--- EXERCISE ---
Would you transcribe the listing that follows, character for character, and omit its images?

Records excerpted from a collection
:::
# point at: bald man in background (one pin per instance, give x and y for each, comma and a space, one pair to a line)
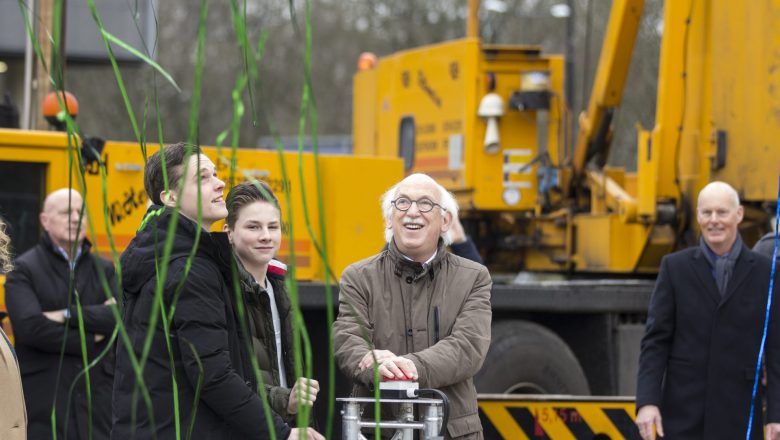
42, 306
704, 327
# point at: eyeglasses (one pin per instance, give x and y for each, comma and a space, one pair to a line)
423, 205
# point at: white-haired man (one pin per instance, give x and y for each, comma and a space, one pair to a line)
425, 311
42, 293
704, 329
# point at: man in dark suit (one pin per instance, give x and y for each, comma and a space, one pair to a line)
704, 328
42, 305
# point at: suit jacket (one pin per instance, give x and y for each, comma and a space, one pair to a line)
700, 351
40, 283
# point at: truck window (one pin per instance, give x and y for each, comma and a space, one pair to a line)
406, 141
22, 188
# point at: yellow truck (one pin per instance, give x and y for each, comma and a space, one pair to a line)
490, 122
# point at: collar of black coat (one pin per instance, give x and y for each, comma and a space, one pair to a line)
731, 255
402, 264
275, 273
49, 245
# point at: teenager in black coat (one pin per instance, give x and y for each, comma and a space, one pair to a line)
204, 351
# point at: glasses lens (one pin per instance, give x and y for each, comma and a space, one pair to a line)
424, 205
403, 204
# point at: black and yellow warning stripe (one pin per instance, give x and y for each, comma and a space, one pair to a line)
520, 417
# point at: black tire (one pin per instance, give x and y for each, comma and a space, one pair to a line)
527, 358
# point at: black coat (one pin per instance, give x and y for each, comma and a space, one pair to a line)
700, 351
39, 283
206, 344
261, 327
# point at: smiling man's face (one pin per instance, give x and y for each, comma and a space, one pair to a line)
416, 233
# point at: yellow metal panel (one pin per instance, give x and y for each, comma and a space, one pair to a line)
593, 242
353, 215
746, 96
364, 112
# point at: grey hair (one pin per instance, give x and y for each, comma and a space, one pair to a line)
446, 200
718, 186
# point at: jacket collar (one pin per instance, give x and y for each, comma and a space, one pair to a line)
742, 268
402, 264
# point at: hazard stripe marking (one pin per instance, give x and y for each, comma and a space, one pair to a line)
528, 423
573, 420
558, 418
489, 430
623, 422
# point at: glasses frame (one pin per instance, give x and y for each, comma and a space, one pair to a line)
415, 202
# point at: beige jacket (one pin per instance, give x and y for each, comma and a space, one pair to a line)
13, 417
397, 299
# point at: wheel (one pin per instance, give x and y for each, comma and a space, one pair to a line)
527, 358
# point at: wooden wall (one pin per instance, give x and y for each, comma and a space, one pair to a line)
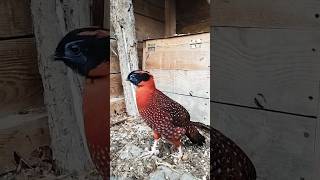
23, 121
182, 71
192, 16
265, 76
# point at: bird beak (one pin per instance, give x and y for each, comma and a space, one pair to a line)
58, 57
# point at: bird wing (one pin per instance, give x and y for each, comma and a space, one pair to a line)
179, 115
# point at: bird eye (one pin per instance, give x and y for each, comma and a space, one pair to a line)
75, 49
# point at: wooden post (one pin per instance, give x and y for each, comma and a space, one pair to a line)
170, 18
62, 87
123, 23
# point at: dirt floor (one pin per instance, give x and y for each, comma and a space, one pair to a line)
131, 137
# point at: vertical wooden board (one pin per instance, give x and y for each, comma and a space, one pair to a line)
114, 64
15, 18
149, 9
191, 83
272, 14
116, 89
20, 82
147, 28
106, 19
280, 65
22, 134
170, 26
190, 52
281, 146
198, 108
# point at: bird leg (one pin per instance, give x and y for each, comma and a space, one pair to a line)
154, 150
177, 145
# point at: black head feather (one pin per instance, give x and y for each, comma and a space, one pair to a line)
83, 50
135, 77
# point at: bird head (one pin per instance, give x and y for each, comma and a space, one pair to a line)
84, 49
140, 78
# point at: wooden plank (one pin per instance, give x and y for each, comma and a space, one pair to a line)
170, 18
192, 83
180, 53
20, 82
62, 87
106, 19
278, 67
147, 28
15, 18
127, 47
148, 9
198, 108
22, 133
116, 88
271, 14
114, 64
281, 146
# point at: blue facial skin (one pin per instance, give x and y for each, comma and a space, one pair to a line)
82, 53
135, 77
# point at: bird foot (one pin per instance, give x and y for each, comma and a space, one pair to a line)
148, 154
178, 155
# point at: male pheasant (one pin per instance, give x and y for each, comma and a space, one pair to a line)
86, 51
171, 120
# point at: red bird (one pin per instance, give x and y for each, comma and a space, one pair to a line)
169, 119
166, 117
86, 51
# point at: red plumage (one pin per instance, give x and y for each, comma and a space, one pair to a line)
165, 116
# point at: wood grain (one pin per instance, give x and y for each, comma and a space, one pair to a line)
22, 134
149, 9
15, 18
281, 146
279, 64
114, 64
266, 14
178, 53
20, 82
198, 108
170, 26
125, 31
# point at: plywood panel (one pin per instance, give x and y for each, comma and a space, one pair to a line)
20, 83
281, 146
181, 53
15, 18
198, 108
149, 9
147, 28
23, 134
265, 13
275, 69
192, 83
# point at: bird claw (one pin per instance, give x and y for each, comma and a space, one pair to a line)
150, 153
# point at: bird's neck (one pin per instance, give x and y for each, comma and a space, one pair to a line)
144, 93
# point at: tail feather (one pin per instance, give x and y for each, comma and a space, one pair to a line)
195, 137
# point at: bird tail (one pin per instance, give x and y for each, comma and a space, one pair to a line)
195, 137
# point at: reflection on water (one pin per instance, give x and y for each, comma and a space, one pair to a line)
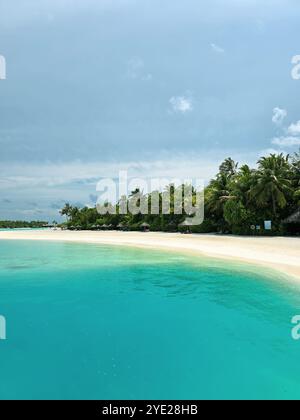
117, 323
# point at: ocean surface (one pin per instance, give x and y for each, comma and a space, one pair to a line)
98, 322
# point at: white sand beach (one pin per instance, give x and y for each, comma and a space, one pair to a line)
281, 254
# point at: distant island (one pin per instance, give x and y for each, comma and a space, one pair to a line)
10, 224
239, 200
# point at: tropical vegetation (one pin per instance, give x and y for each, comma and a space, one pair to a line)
238, 200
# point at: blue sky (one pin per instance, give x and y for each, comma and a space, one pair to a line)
162, 88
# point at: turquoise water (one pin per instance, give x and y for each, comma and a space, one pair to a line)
94, 322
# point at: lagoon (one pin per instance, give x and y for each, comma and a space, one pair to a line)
101, 322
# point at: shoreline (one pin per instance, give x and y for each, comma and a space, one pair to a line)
280, 254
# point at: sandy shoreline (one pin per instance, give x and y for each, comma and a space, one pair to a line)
281, 254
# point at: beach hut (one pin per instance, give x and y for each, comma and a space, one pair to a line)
145, 227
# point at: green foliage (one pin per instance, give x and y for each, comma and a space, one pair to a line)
237, 199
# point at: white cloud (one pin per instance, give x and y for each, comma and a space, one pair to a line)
217, 49
294, 129
279, 115
288, 141
181, 104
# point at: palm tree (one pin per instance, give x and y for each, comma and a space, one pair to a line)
272, 182
66, 211
217, 194
229, 167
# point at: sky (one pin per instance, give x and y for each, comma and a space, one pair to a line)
158, 88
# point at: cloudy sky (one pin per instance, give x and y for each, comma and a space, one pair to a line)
161, 88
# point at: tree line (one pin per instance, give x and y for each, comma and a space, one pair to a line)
238, 200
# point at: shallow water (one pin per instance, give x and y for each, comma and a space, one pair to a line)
98, 322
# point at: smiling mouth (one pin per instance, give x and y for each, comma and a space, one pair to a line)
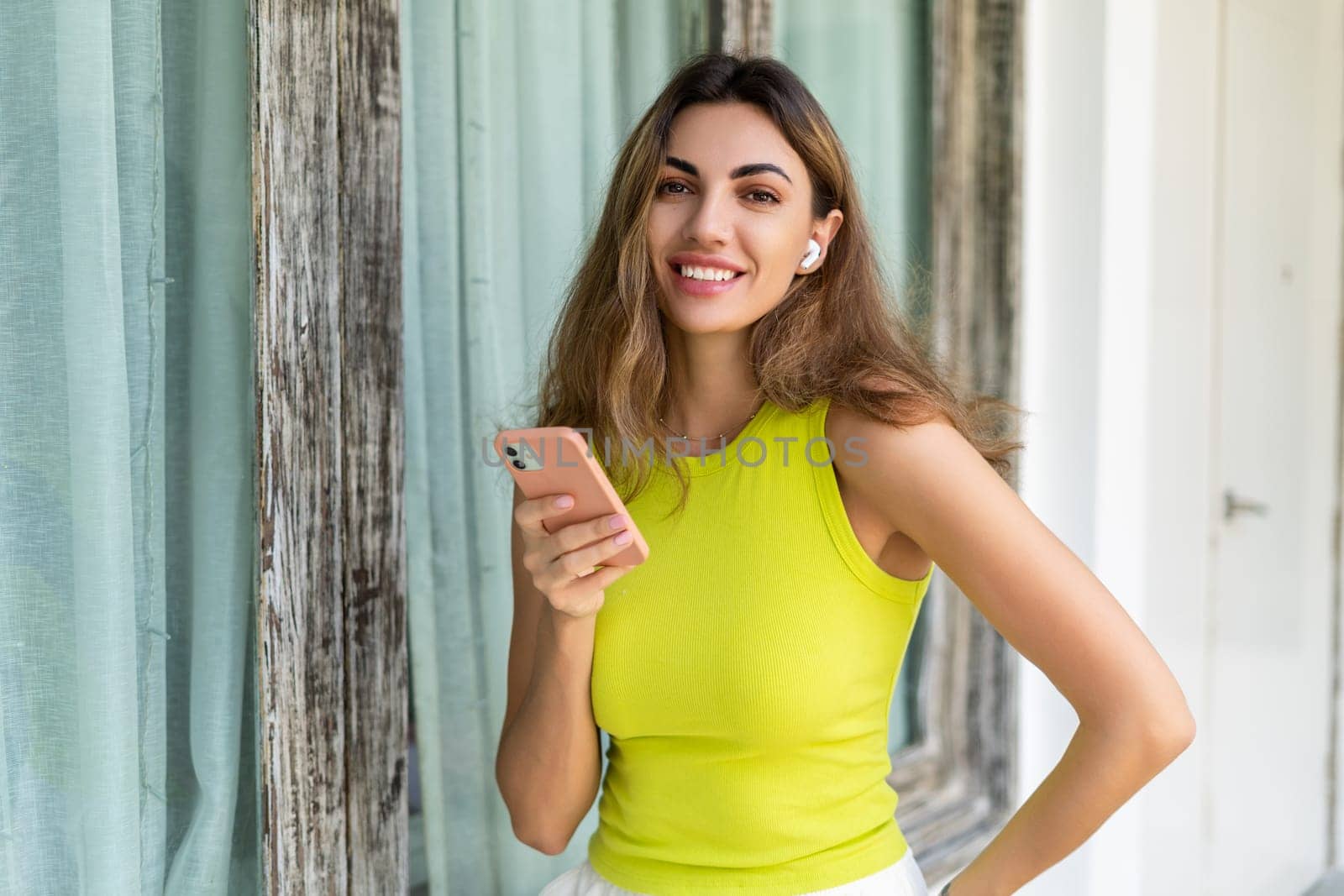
676, 269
:::
--- RESPONSE FOR THIS EXERCISE ---
# point at: bald man in background (one pin per instance, give x and y for each, comma and a space, one pair to a line)
42, 306
704, 327
# point at: eyeglasses (one pin per instance, give x and y for each, comma and a space, one pair to a line)
423, 205
# point at: white-haired man (one pin per instance, give x and y for each, comma and a space, one pair to a line)
425, 311
42, 293
704, 329
# point at: man in dark suit (one pin per instance, give x and y for each, comma and a space, one pair to a line)
704, 328
42, 305
# point at: suit jacket (one pin per instance, give x and y for each, comma and a space, one pair to a line)
700, 351
40, 283
# point at: truck window (one pin per instance, give x and y for each, comma and a space, one pair to a line)
406, 141
22, 188
# point at: yellow truck (one pin per instance, give x and y for each, comma and a space, one pair to a line)
490, 122
# point at: collar of black coat (one pin per instance, give x and y for each, comma and a space, one pair to a line)
731, 255
402, 264
275, 273
49, 245
# point at: teenager in black coat (one pin per instance, give x and y for each, comma and a space, one pair to a line)
204, 351
# point at: glasses lens (one pin per instance, give x and y for each, comma and a space, one pair to a line)
424, 205
403, 204
# point at: black and yellow warning stripe (one pin per instance, give x and y for each, comma and a space, one pair to a line)
520, 417
# point at: black tire (one pin per instance, give x and y for each, comma and a space, one pair to a line)
527, 358
# point at: black coat (one pin per instance, give x and y for each, comma and a space, one pair to a line)
700, 351
39, 283
206, 344
261, 327
# point at: smiling man's face (one pin per instance, give x and y for each, comma and a space, one pair to a line)
416, 233
# point at: yellow metal panel (one pin per instance, give x and y for each, comma and a space, one pair to a line)
593, 242
353, 215
746, 96
364, 112
# point at: grey hair (one pin per instance, give x and y for each, comma and a space, one pair to a line)
446, 200
718, 186
# point at: jacket collar (one pin per instance, give x and y for each, comma and a space, one pair to a line)
742, 268
402, 264
# point at: hazard stripe marking (one pin per instance, give x and y for each, comma and a space, one pair to a line)
528, 423
573, 420
558, 418
489, 430
623, 422
# point at: glasses frame (one pin per instance, give x and y for each, comma and a space, one pair to a line)
415, 202
# point at: beige jacket (one pin per instance, give x and y for each, comma and a space, one pair to a line)
13, 417
397, 299
# point at: wheel (one pin per instance, give x and y for each, comma and a space, one pair to a line)
527, 358
# point at: wooden wall (one pin per instance, give x and y for each, comma and a space, one pair to a line)
23, 121
182, 71
192, 16
265, 76
# point at: bird beak (one pin per instance, give x and y for each, comma and a space, one pair to a line)
58, 57
# point at: bird wing (one pin per instance, give x and y for each, comma and a space, one pair to a line)
179, 115
# point at: bird eye (one pin per instance, give x and y for each, comma and a space, one pair to a line)
75, 49
# point at: wooden post (one pin per instance, give x and y for each, comma and a space, one pair to a line)
170, 18
62, 87
123, 23
# point at: dirt floor (one pin per instance, give x and y for each, comma and a space, one pair to a line)
131, 137
# point at: vertical wooden board (one pin per instance, give x and y for each, comma and a space, one pair to a line)
114, 64
15, 18
149, 9
191, 83
272, 14
116, 89
20, 82
147, 28
106, 19
280, 65
22, 134
170, 26
190, 52
281, 146
198, 108
# point at: bird leg (one pin per instance, give x and y for each, comma and a space, one pair to a line)
154, 150
177, 145
# point at: black head feather (one pin per instance, give x and y for each, comma and a space, one pair to a line)
83, 50
135, 77
# point at: bird head (one pin per instance, give x and y for each, comma and a space, one pair to a line)
84, 49
140, 78
# point at: wooden plank (one pin per instance, give x and y for each, comma and a space, one pair to a line)
170, 18
192, 83
180, 53
20, 82
62, 87
106, 19
278, 67
147, 28
15, 18
127, 47
148, 9
198, 108
22, 133
116, 88
271, 14
114, 64
281, 146
# point at: blue facial skin (one pin per instance, give x and y for each, comma and a space, one pair to a line)
82, 53
135, 77
# point at: bird foot (one pin per instance, give x and y for each, comma and a space, one pair to a line)
148, 154
178, 155
# point at: male pheasant (one pin per instance, give x and y for each, comma and a space, one pair to a line)
86, 51
171, 120
# point at: red bird (one pin per instance, give x and y for each, comma and a space, one pair to a line)
169, 119
166, 117
86, 51
# point at: red plumage (one pin per instance, give x and y for each, comma and a space, one pair to a line)
165, 116
# point at: wood grain (one pin per instance, give x and y for each, comma and a space, one pair to a line)
22, 134
149, 9
15, 18
281, 146
279, 64
114, 64
266, 14
178, 53
20, 82
198, 108
170, 26
125, 31
# point at: plywood panel (one pin per instance, give x and y for each, comma and a space, one pair to a line)
20, 83
281, 146
181, 53
15, 18
198, 108
149, 9
147, 28
23, 134
265, 13
275, 69
192, 83
# point at: bird claw (one pin per instance, give x and y for each, comma and a space, one pair to a line)
150, 153
# point at: bird's neck (one pin per instance, give x and y for each, comma and a space, one pair to a line)
144, 93
# point at: tail feather (one pin per instance, give x and y for each, comma and a space, one pair to a line)
195, 137
# point at: bird tail (one pin per instance, give x and y for each, comma and a space, one pair to a line)
195, 137
# point at: reflection on water (one pin per instance, give x and y for each, comma and a space, one pair to a line)
117, 323
# point at: ocean surface (one pin per instance, give x and y for each, comma and a space, one pair to a line)
98, 322
# point at: white sand beach (one pin per instance, give x and y for each, comma and a space, one pair to a line)
281, 254
# point at: distant island (one pin per instance, give x and y for each, comma and a space, one pair to a line)
10, 224
239, 200
# point at: tropical vegetation (one pin per instance, give x and y for each, comma and a space, one pair to a line)
238, 200
# point at: blue sky (one pin per instance, give x and y for each, comma and a space, one pair to a line)
162, 88
# point at: turquoise water (one pin per instance, give x and y for each, comma and a space, one pair to a line)
94, 322
# point at: lagoon (one pin per instance, give x and y for each, comma and a space, one pair to a line)
101, 322
# point at: shoreline (one pin per instance, give x and y for each, comma and a space, one pair to a line)
280, 254
# point at: sandy shoreline (one pin per instance, give x and y for each, comma and a space, one pair to a line)
281, 254
# point at: beach hut (one pin per instance, give x and y for each, comma and a space, one pair to a line)
145, 227
# point at: green foliage (one pin per instance, give x and y for each, comma and a space, one pair to a line)
237, 199
# point at: white cloud (one pin per instance, give x and y for each, comma and a space, one pair to a line)
217, 49
294, 129
279, 115
288, 141
181, 104
# point at: palm tree (one pin per instance, give x and y for each, comma and a space, one pair to a line)
272, 182
66, 211
217, 194
229, 167
# point at: sky (one pin per instance, give x and y for each, comma and a space, one pair to a line)
158, 88
# point at: cloudy sky (one pin per instance, give x and y for each, comma and a space, one pair to a line)
161, 88
# point at: tree line (one pin per instance, give x and y for each, comma and a space, one pair to a line)
238, 200
# point at: shallow water (one pin per instance, give x and y for each, comma and a space, one pair to a line)
98, 322
# point at: smiling mouth (one pin per instance, give x and y for each, comma and a space, one pair to a line)
676, 269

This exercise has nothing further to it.